■ To do
Omit every picture and output the rest of the records exactly as they are.
[[ Records to process, beginning ]]
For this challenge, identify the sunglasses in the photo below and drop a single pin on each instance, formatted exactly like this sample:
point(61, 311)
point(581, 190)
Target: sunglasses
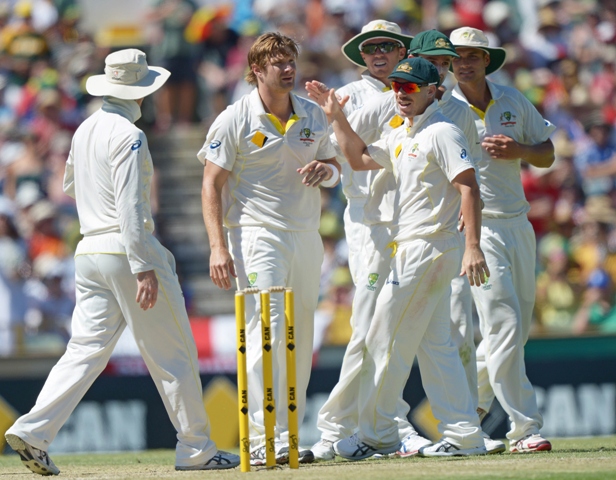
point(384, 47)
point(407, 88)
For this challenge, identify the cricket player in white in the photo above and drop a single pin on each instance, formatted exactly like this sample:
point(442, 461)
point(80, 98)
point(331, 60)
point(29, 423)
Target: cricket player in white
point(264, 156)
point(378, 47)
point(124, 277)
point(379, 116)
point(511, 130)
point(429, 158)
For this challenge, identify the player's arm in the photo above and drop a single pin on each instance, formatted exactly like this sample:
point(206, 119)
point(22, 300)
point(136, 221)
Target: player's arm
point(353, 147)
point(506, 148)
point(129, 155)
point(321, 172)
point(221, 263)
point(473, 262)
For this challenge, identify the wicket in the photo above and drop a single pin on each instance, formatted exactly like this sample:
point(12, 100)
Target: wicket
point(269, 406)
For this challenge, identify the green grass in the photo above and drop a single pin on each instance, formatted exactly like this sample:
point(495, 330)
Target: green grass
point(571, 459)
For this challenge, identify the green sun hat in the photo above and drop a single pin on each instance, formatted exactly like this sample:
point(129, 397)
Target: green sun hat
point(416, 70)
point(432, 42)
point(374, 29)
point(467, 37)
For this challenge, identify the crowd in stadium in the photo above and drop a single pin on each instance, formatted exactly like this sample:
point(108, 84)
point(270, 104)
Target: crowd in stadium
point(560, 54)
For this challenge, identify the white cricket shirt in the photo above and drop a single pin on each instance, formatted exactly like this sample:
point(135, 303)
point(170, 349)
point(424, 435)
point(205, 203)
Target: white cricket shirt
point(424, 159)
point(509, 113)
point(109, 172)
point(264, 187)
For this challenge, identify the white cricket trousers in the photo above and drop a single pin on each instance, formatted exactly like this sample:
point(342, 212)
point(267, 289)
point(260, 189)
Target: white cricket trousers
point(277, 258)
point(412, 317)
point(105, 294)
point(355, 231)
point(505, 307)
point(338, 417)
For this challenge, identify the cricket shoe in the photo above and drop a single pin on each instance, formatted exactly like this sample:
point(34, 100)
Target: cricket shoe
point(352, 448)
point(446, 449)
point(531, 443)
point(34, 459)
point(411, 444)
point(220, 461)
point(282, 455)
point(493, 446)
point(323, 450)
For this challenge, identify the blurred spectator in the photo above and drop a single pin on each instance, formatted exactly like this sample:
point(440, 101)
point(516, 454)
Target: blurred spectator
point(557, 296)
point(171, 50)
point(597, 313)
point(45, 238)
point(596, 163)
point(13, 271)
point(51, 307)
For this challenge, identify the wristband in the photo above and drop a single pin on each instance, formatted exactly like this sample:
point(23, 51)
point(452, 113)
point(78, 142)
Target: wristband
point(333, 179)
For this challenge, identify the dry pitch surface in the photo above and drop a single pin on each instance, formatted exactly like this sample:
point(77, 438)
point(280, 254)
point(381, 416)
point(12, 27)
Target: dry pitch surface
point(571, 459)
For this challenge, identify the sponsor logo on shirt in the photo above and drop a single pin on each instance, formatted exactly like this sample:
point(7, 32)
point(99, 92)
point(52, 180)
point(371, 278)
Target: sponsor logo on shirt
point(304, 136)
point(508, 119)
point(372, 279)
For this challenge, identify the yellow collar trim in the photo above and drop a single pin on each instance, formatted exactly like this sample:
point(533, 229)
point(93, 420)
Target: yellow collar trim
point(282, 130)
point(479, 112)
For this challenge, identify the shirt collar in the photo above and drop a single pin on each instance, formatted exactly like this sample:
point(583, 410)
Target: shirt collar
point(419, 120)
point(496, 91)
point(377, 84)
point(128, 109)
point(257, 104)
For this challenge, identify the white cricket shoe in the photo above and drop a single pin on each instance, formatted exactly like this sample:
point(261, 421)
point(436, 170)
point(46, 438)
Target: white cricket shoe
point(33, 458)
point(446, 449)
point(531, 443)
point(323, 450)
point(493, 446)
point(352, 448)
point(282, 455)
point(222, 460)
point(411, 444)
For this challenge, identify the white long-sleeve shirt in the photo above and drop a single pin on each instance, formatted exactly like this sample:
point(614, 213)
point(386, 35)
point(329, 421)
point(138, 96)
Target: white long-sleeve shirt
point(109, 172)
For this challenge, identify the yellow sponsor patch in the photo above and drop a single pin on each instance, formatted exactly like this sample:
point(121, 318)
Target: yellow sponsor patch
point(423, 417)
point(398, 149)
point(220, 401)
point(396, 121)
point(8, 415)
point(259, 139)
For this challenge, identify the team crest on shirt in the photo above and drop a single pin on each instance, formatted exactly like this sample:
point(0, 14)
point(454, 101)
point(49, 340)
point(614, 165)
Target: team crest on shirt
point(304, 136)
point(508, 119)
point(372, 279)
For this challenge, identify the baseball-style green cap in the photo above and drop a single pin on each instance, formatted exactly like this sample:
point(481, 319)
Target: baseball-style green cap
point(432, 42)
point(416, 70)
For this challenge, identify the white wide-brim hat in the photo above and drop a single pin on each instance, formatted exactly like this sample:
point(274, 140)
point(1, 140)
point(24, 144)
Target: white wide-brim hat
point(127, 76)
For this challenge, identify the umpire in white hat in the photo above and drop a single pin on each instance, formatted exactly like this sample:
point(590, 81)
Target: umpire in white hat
[[ Records to process, end ]]
■ Exercise solution
For this challenge, identify the sunglasses in the photo below and drop a single pin on each instance, formatted exactly like this sample:
point(61, 311)
point(581, 190)
Target: sunglasses
point(384, 47)
point(407, 88)
For this challenge, identify the cricket player in white in the photo above and drop a single pin on each instance, formatted exactly like this sample:
point(442, 461)
point(80, 98)
point(331, 60)
point(29, 423)
Target: cricket player in white
point(264, 156)
point(378, 47)
point(124, 277)
point(379, 116)
point(511, 130)
point(429, 158)
For this challenge, identify the player's arm in the photo above and drop a single pin on each instance, formatted exactly like this sample:
point(206, 119)
point(22, 300)
point(136, 221)
Target: player's arm
point(353, 147)
point(506, 148)
point(129, 155)
point(321, 172)
point(221, 263)
point(473, 262)
For this challenge, identify the wicket in the photo above and drop a single pin on each instance, formatted exactly like this sample:
point(12, 100)
Target: wicket
point(269, 406)
For this challenge, identify the green grass in the photo above and drop a single pin on each instance, formatted exactly like this sample:
point(495, 330)
Target: green grass
point(571, 459)
For this challenge, identify the green sun hat in the photo above and drop a single pin on each instance, formatted exactly like this sample:
point(129, 397)
Target: green sun hat
point(416, 70)
point(432, 42)
point(374, 29)
point(467, 37)
For this challenge, identify the crowd in stadium in the photo above and drop a single pin on each instance, formatted exactly like this sample:
point(108, 84)
point(270, 104)
Target: crowd in stadium
point(560, 54)
For this challenge, identify the white cricket shirt in the photo above and drop a single pin on each instance, formatted exactly like this sample:
point(135, 303)
point(170, 349)
point(424, 435)
point(205, 203)
Target: white cricket shirt
point(424, 159)
point(509, 113)
point(109, 172)
point(264, 187)
For this challenge, identify the white cricket trousers in the photo above and drop a single pin on each instance, formatted exactly like this sample:
point(342, 212)
point(267, 289)
point(260, 189)
Target: white cricket trousers
point(277, 258)
point(412, 317)
point(105, 294)
point(355, 231)
point(505, 307)
point(338, 417)
For this challenge, identify the cricket shoe in the photo above and drop a single pin on each instance, formatted exactly like this sample:
point(34, 100)
Target: cricket shoe
point(352, 448)
point(446, 449)
point(531, 443)
point(34, 459)
point(411, 444)
point(220, 461)
point(282, 455)
point(493, 446)
point(323, 450)
For this challenge, identify the blurred spectator in the photo above and drop a single pin on each instance, formatted exactly like this sample:
point(440, 101)
point(516, 454)
Target: blurred spectator
point(557, 296)
point(171, 50)
point(597, 313)
point(45, 238)
point(596, 163)
point(13, 271)
point(51, 307)
For this challenge, identify the wristband in the photo above and drop a single pin on each instance, formatted exactly like this sample:
point(23, 51)
point(452, 113)
point(78, 142)
Target: wristband
point(333, 179)
For this challenge, identify the dry pitch surface in the photo above and drop a single pin on each instance, formatted exactly like this sample:
point(77, 438)
point(280, 254)
point(381, 416)
point(12, 27)
Target: dry pitch surface
point(571, 459)
For this challenge, identify the sponsor logo on shirt in the photo above and drop a single pin on each instance, formatted exactly like this sample:
point(7, 32)
point(99, 92)
point(52, 180)
point(371, 278)
Target: sponsor logo on shirt
point(304, 136)
point(508, 119)
point(372, 279)
For this challenge, identify the yellow collar trim in the photo above and drop a single pin on each instance, formatted exactly like this sample:
point(533, 229)
point(93, 420)
Target: yellow collar trim
point(282, 130)
point(479, 112)
For this challenge, identify the shirt collar in the photo above and drop a single pin on each instance, formatted exactly like this sample:
point(583, 410)
Target: shirt collar
point(419, 120)
point(496, 91)
point(377, 84)
point(128, 109)
point(257, 104)
For this challenge, identify the white cricket shoe in the photo above and drop a single pin on each instance, formatted exactly like this sample:
point(261, 421)
point(436, 170)
point(46, 438)
Target: white cricket shoe
point(33, 458)
point(446, 449)
point(531, 443)
point(323, 450)
point(493, 446)
point(352, 448)
point(282, 455)
point(222, 460)
point(411, 444)
For this challenge, identify the white long-sleeve shirt in the photo above and drop a single pin on each instance, formatted exactly like this sample:
point(614, 213)
point(386, 35)
point(329, 421)
point(138, 96)
Target: white long-sleeve shirt
point(109, 172)
For this challenge, identify the yellow sponsor patch in the photo above and drop a single pin on each instance, formatted exactly like this sample:
point(121, 318)
Target: yellow sponsor patch
point(423, 417)
point(398, 149)
point(220, 401)
point(396, 121)
point(8, 415)
point(259, 139)
For this challenge, identify the team crest on shirt in the photo above and drop a single pin on each instance, formatted exactly like this sample:
point(0, 14)
point(454, 101)
point(49, 340)
point(614, 165)
Target: team crest on shirt
point(304, 136)
point(508, 119)
point(372, 279)
For this challenge, identify the baseball-style green cap in the photo above and drop a single pin on each instance, formatted exactly like this sample:
point(481, 319)
Target: baseball-style green cap
point(432, 42)
point(416, 70)
For this challenge, identify the white wide-brim hat in the photo above and drop a single pin on each instance, formatted exactly like this sample:
point(274, 140)
point(1, 140)
point(24, 144)
Target: white wide-brim hat
point(127, 76)
For this challenge, identify the umpire in white hat in the photo above and drop a single pin on each instance, formatted exactly like this sample:
point(590, 81)
Target: umpire in white hat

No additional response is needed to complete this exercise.